(Data extracted from a collection)
════════

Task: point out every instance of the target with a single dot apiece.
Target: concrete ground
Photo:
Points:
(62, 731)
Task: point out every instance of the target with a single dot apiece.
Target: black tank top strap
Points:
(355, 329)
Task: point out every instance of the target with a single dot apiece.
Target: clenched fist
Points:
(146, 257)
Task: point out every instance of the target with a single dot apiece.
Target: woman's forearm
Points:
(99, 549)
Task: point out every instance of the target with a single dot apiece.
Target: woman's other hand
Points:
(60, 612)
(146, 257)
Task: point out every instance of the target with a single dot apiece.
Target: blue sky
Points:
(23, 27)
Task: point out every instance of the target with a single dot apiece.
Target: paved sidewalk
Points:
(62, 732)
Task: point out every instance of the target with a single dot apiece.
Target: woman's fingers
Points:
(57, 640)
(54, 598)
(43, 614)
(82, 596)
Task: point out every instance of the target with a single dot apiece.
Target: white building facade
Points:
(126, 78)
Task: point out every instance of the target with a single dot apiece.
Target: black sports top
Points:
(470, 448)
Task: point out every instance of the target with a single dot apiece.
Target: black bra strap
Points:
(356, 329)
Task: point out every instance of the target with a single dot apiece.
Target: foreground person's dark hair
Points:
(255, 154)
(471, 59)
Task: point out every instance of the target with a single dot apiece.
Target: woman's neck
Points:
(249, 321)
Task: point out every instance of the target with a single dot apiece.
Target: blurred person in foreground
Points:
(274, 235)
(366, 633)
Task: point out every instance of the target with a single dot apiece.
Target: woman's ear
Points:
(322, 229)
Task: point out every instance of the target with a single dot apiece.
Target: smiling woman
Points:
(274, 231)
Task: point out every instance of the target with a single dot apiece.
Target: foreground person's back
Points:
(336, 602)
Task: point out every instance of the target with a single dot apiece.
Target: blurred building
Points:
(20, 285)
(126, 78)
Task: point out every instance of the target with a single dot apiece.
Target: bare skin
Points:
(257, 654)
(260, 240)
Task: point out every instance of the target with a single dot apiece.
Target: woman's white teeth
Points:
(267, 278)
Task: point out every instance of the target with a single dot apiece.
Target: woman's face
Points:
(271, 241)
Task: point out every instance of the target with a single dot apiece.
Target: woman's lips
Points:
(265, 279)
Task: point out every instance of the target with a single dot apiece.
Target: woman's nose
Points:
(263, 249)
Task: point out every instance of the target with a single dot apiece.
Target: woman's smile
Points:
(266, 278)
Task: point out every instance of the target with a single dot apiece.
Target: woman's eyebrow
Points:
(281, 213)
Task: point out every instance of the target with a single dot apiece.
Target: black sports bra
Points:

════════

Prompt: Within the data above, pick out all lines holding the word "woman".

Solution below:
Target: woman's forearm
Target: woman's other hand
Target: woman's fingers
Target: woman's neck
Target: woman's ear
Target: smiling woman
Target: woman's white teeth
Target: woman's face
Target: woman's lips
Target: woman's nose
Target: woman's smile
Target: woman's eyebrow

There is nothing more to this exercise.